◆ TEXT SHOWN

##########

The Engage is not a one-to-one re-creation of the Game Boy, a console first released by Japanese gaming giant Nintendo 31 years ago. It's a redesign, built from the ground up with modern computing techniques, driven by a Game Boy emulator.
"We're impersonating the Game Boy," says Hester. He explains that the device has been created by coupling existing Game Boy emulation techniques with the latest in energy harvesting and intermittent-computing technology. "This could not have been possible even four or five years ago," he says.
Nintendo didn't respond to a request for comment.
Tetris was bundled with the original Game Boy in America.
Intermittent computing, an emerging field of computer science and engineering, drives the design principles behind the Engage. Unlike batteries, which draw energy until they need to be replaced, intermittent-computing devices use novel energy-harvesting techniques that provide small amounts of power, resulting in devices that only remain ON for seconds, rather than hours. Paweczak says "the whole idea of intermittent computing stems from the fact we should ditch batteries completely."
This is the key to the Engage.

##########

Dataset records

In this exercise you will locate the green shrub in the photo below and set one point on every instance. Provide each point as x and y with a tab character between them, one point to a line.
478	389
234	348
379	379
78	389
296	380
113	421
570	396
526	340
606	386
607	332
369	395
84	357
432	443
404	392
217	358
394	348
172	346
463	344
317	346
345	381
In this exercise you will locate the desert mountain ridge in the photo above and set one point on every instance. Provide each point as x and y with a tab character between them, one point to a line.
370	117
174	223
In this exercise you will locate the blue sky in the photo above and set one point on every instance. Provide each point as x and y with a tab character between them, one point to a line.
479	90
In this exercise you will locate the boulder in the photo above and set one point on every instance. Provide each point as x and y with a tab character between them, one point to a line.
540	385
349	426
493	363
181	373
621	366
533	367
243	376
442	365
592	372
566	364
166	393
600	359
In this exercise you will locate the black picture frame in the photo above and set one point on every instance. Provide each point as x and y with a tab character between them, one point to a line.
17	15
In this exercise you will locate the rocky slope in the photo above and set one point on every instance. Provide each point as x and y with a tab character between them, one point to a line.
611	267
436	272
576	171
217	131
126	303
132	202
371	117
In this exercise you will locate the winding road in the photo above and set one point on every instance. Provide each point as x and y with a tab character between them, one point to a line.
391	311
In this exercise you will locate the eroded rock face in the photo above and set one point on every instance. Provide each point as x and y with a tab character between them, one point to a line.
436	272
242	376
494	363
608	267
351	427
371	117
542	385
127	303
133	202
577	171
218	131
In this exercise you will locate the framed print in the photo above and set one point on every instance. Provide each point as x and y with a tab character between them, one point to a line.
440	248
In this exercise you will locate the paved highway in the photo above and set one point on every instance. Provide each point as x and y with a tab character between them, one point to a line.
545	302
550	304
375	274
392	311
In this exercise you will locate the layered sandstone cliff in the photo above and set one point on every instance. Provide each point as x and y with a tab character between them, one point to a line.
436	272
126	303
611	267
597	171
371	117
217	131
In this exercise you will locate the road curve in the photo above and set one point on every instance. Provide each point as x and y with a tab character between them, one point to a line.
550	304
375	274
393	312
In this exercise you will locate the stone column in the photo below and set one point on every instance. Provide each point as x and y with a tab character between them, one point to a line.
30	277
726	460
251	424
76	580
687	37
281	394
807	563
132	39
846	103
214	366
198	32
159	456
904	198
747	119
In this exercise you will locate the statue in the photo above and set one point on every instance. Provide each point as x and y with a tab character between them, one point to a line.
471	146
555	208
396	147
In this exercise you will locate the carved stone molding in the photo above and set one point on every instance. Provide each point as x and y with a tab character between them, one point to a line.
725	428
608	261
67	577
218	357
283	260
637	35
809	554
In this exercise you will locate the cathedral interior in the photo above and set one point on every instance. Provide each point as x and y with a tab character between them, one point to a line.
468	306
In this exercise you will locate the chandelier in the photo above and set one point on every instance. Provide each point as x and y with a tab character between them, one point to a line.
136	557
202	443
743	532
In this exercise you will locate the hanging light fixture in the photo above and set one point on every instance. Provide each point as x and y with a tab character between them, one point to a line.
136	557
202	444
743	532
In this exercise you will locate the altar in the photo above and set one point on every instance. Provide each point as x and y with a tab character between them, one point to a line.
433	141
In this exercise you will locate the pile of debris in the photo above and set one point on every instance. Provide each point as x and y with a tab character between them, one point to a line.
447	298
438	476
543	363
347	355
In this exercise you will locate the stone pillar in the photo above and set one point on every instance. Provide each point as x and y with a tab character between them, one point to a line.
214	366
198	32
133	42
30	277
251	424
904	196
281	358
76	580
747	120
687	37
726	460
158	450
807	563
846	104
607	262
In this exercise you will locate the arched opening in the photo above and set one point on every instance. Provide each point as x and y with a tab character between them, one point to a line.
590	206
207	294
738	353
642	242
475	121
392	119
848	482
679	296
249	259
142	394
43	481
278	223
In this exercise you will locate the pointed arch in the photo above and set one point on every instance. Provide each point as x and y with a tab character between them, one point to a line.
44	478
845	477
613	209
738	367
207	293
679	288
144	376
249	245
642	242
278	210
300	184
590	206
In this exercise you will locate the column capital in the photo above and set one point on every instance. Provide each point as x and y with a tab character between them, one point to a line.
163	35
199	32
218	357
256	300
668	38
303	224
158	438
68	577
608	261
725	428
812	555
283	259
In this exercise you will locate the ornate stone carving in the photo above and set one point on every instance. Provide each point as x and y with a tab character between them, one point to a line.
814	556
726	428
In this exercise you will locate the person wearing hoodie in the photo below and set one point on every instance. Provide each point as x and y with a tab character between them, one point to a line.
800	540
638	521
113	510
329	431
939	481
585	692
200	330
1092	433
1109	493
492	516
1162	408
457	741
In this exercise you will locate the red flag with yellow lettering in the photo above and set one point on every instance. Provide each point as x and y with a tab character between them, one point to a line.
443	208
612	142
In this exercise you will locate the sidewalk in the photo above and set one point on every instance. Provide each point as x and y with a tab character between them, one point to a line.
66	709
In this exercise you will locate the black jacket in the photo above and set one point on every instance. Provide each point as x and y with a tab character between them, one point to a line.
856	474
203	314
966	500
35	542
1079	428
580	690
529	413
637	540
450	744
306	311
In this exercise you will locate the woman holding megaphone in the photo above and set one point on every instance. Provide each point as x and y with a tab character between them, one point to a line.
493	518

##########

◆ THINGS TO DO
A: Do the following statements agree with the text about the Engage? For each, answer yes or no and quote the words of the text that decide it. (i) The Engage is a one-to-one re-creation of the Game Boy. (ii) Tetris was bundled with the original Game Boy in America. (iii) Intermittent-computing devices stay on for hours at a time.
B: Continue the text about the Engage, picking up after its final sentence.

◆ ANSWERS
A:
(i) No: "The Engage is not a one-to-one re-creation of the Game Boy"
(ii) Yes: "Tetris was bundled with the original Game Boy in America."
(iii) No: "resulting in devices that only remain ON for seconds, rather than hours"

B:
It's a fully operational Game Boy and can play any of the console's titles, from Tetris to Super Mario Land. It harvests energy from five small rows of solar panels on its face and from button presses made by the user. In its present state, that's enough to power the Engage for around 10 seconds, depending on the game. Then, losing power, it switches off. A few quick button mashes restore gameplay in less than a second.
Such constant, intermittent failures won't please players in 2020, but the Engage isn't a device created for sale. It's a research and development tool, proof that battery-free devices can be interactive and encourage user interaction. Previous devices that didn't need batteries, such as eye-tracking glasses and a cellphone that can make a phone call, are impressive, but they're single-use cases.
"We're really making a huge leap towards useful and usable systems that are built upon this foundation of intermittent computing," says Paweczak. The ultimate goal: Build a device where the time between failure and restoration is so small it's no longer noticeable to the player.
To get there, the team has had to rethink everything it knows about the Game Boy.
The team at TU Delft, L-R: de Winkel, Paweczak, Kortbeek
The Game Boy started a revolution when it debuted in 1989, leading to three decades of dominance in the handheld console market for Nintendo.
By today's standards, the original Game Boy, designed by Nintendo legend Gunpei Yokoi, is primitive and unsightly, but it upholds Nintendo's long-standing ethos: clever, cheap design over technical wizardry.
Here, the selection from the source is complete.